> _Arbeitsauftrag 1_: Wie viele Mitglieder hat die KPCh laut dem Text über China heute ungefähr?
> _Arbeitsauftrag 2_: Schreib den Text über China nach seinem letzten Satz weiter.

> _Text zur Durchsicht_:

China ist keine westliche Demokratie. Will es auch nicht sein. China ist ein sozialistisches Land mit der KPCh als führender Gruppierung, die heute rund 90 Millionen Mitglieder zählt und in die jede/r Chinese oder Chinesin aufgenommen werden und sich einbringen kann. In der KPCh werden die Menschen systematisch zu Führungspersonen herangebildet.

Was ist daran falsch?

Nur weil es anders als bei uns ist und viele meiner GRÜNEN Parteikollegen das System nicht kennen, geschweige denn verstehen, ist es noch lange nicht zu verdammen. Die Chinesen haben das Recht, sich ein eigenes Gesellschaftsmodell zu geben, das am besten nach vielen unruhigen Jahren zu ihnen passt. Und dass es passt, zeigen die Zahlen: Welches Land kann schon von sich behaupten, innerhalb von 30 Jahren sein BSP fast ums 50-Fache vergrößert und mehr als 700 Mio. aus der Armut geführt zu haben?

Das ist ein großer Beitrag zur UN-Menschenrechtskonvention, der bei uns noch nicht mal beiläufig erwähnt wird, obwohl unsere Bilanz mit der zunehmenden, noch immer nicht eingedämmten Armut, oder der europäischen Flüchtlingspolitik, bei weitem nicht besser ist!

Ist so ein Ergebnis mit schlechter Governance oder Unterdrückung der Menschen zu erreichen? Nein, natürlich nicht, so etwas gelingt nur, wenn Regierung und Menschen kooperieren.

Gerade wir GRÜNEN, die wir immer auf unsere multikulturelle, internationale Toleranz Wert gelegt haben, scheinen im Umgang mit China Multikulti komplett zu vergessen. Unsere „wertebasierte“ Außenpolitik definiert, unter dem Deckmantel universeller Menschenrechte, Multikulti aus Sicht des westlich geprägten Gut-Menschen komplett neu, aber ganz sicher ohne die chinesische Kultur.

> _Auszüge der Liste_:
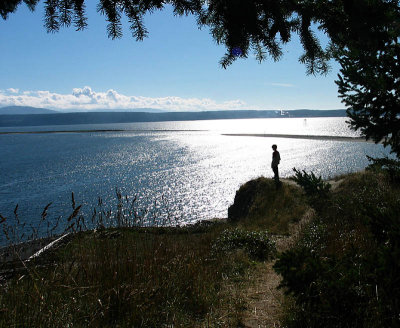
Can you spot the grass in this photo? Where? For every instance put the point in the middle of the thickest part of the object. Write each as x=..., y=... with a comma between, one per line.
x=344, y=271
x=120, y=275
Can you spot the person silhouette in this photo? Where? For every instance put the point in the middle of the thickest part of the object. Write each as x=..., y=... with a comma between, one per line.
x=276, y=158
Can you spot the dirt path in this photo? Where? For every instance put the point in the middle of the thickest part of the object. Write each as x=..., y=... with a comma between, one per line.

> _Ergebnis 1_: Rund 90 Millionen.

> _Ergebnis 2_:
Anstatt unvoreingenommen zu analysieren, was Xi Jinping in seiner 2-stündigen Rede dem Parteitag und der Weltöffentlichkeit mitgeteilt hat, befassen wir uns hauptsächlich voller Entrüstung mit einem kurzen Abschnitt zu Taiwan, in dem Xi klar zum Ausdruck bringt, dass China sich weiter für eine friedliche Klärung der Taiwan-Frage einsetzen will, aber im Einklang mit dem Völkerrecht darauf besteht, dass es sich um eine chinesische Frage handelt.

Warum übersehen wir all die positiven Vorhaben zur Stadtentwicklung, zum Ausbau der Infrastruktur, zum Naturhaushalt, zum Arten- und Klimaschutz usw., die ähnlich in unseren früheren Wahlprogrammen zu finden waren und jetzt in dem größten Land der Welt auf der Agenda stehen?

Mit dieser herablassenden Konfliktstrategie verpasst die Ampel und hier ganz besonders meine Partei die historisch wichtige Chance, sich gemeinsam mit China der Klimakastrophe entgegenzustellen. Kooperation ist das Gebot der Zeit, nicht Konflikt-Eskalation !

Es ist absurd zu glauben, dass man mit der aktuellen grünen Konflikt- und Belehrungspolitik mehr erreichen und in China verändern kann als mit einem zurückhaltenden, kooperativen Ansatz. Sowohl für den Klimaschutz als auch für die Menschenrechte, wenn sie einem wichtig sind. Die deutsche Wirtschaft ist nicht zufällig so stark in China vertreten. Diese Stärke kommt sicherlich nicht aus einer permanenten Konfliktposition.

Warum lernt die neue Generation in meiner Partei das nicht?

(Quelle: https://www.nachdenkseiten.de/?p=90311)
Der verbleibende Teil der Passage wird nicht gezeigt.